* **Yang Harus Dikerjakan**:
1. Ubah paragraf dalam teks bacaan yang diawali "Kebenaran, bagi Aquinas" menjadi daftar berpoin yang lebih ringkas tanpa menghilangkan fakta-fakta utamanya.
2. Salin bagian teks bacaan di antara "Kebenaran sebagai Adeptio" dan "bukan pada kesesatan.", termasuk kedua batas itu.

* **Teks Bacaan**:
===

Kebenaran sebagai Adeptio ad Rem
Dalam epistemologi
Thomistik, kebenaran didefinisikan sebagai adaequatio intellectus ad rem—kecocokan
antara intelek dan realitas.²¹ Kebenaran bukanlah hasil konstruksi subjektif,
melainkan penyesuaian rasional terhadap struktur objektif realitas yang
diciptakan Tuhan.²² Oleh karena itu, manusia dapat mengetahui dunia secara
benar karena dunia itu sendiri rasional dan tertata sesuai dengan logos
Ilahi.²³
Kebenaran, bagi
Aquinas, memiliki tiga dimensi: ontologis (segala yang ada benar sejauh ia
ada), logis (penyesuaian intelek terhadap realitas), dan moral (kejujuran dalam
penilaian).²⁴ Dengan demikian, epistemologi Thomistik bukan hanya teori
pengetahuan, tetapi juga mengandung dimensi etis—pengetahuan sejati menuntut
kehendak yang terarah pada kebenaran, bukan pada kesesatan.

===

* **Bahan yang Disediakan**:
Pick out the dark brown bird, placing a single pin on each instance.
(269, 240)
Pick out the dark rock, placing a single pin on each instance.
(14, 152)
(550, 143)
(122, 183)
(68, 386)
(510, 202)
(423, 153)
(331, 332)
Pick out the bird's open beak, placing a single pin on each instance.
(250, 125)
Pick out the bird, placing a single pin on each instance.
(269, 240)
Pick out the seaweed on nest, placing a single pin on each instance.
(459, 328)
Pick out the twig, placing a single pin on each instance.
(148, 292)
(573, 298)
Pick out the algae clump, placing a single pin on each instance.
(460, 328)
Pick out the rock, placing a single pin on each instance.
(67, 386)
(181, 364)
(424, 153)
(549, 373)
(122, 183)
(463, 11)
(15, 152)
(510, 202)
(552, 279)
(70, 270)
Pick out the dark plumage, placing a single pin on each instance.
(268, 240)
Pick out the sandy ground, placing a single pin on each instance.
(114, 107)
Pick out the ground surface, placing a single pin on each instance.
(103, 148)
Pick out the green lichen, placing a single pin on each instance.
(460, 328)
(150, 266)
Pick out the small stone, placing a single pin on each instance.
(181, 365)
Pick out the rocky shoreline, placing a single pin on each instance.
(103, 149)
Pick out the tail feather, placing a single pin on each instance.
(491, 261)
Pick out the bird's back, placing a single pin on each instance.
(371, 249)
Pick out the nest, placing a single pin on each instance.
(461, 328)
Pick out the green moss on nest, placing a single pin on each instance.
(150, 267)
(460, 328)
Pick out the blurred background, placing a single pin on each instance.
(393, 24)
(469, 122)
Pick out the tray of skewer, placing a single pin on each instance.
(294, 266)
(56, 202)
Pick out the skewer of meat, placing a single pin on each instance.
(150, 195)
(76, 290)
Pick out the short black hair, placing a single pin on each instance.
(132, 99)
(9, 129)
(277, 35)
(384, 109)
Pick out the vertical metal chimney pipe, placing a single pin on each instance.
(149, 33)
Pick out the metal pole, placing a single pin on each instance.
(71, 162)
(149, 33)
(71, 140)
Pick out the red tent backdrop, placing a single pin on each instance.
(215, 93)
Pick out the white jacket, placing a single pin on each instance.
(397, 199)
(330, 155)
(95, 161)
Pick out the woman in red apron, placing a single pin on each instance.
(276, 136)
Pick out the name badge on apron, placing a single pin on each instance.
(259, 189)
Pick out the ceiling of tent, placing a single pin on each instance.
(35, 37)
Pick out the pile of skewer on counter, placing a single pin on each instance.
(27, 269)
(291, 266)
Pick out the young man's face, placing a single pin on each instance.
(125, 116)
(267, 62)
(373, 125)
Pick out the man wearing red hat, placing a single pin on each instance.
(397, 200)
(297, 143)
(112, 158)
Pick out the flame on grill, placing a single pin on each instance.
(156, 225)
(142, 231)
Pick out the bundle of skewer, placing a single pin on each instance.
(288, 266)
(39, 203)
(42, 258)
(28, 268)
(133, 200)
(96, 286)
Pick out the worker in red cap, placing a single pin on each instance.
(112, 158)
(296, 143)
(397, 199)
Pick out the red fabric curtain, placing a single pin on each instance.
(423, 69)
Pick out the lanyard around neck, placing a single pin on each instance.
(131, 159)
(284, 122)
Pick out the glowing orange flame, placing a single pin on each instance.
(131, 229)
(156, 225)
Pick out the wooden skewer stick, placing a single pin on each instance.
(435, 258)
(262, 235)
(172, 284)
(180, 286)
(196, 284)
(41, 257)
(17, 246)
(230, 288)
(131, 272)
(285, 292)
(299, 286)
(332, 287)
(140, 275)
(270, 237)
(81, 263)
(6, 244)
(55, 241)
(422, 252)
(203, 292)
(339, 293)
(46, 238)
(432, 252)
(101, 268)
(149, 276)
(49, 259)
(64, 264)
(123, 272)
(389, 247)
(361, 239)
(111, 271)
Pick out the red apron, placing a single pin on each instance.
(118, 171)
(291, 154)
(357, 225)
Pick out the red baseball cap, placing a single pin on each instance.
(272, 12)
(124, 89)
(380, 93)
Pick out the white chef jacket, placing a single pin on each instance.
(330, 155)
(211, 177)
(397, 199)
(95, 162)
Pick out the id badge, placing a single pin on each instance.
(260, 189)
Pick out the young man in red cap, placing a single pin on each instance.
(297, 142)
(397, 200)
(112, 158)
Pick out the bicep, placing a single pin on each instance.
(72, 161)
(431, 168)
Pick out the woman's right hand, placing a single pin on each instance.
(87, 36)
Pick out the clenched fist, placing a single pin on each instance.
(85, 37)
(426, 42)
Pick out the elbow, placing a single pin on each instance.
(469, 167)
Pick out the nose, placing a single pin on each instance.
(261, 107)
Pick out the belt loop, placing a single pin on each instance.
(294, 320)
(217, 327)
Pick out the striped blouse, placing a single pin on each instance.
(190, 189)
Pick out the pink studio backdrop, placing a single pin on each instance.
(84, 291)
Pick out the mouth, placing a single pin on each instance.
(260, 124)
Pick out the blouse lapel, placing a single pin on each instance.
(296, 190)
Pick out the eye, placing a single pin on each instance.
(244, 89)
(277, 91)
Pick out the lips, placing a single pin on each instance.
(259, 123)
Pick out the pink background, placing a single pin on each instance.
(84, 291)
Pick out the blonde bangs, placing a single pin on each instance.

===

* **Jawaban yang Diharapkan**:
1.
- Menurut Aquinas, kebenaran memiliki tiga dimensi:
  - ontologis: segala yang ada benar sejauh ia ada;
  - logis: penyesuaian intelek terhadap realitas;
  - moral: kejujuran dalam penilaian.
- Epistemologi Thomistik tidak hanya merupakan teori pengetahuan, tetapi juga mengandung dimensi etis.
- Pengetahuan sejati menuntut kehendak yang terarah pada kebenaran, bukan pada kesesatan.

2.
Kebenaran sebagai Adeptio ad Rem
Dalam epistemologi
Thomistik, kebenaran didefinisikan sebagai adaequatio intellectus ad rem—kecocokan
antara intelek dan realitas.²¹ Kebenaran bukanlah hasil konstruksi subjektif,
melainkan penyesuaian rasional terhadap struktur objektif realitas yang
diciptakan Tuhan.²² Oleh karena itu, manusia dapat mengetahui dunia secara
benar karena dunia itu sendiri rasional dan tertata sesuai dengan logos
Ilahi.²³
Kebenaran, bagi
Aquinas, memiliki tiga dimensi: ontologis (segala yang ada benar sejauh ia
ada), logis (penyesuaian intelek terhadap realitas), dan moral (kejujuran dalam
penilaian).²⁴ Dengan demikian, epistemologi Thomistik bukan hanya teori
pengetahuan, tetapi juga mengandung dimensi etis—pengetahuan sejati menuntut
kehendak yang terarah pada kebenaran, bukan pada kesesatan.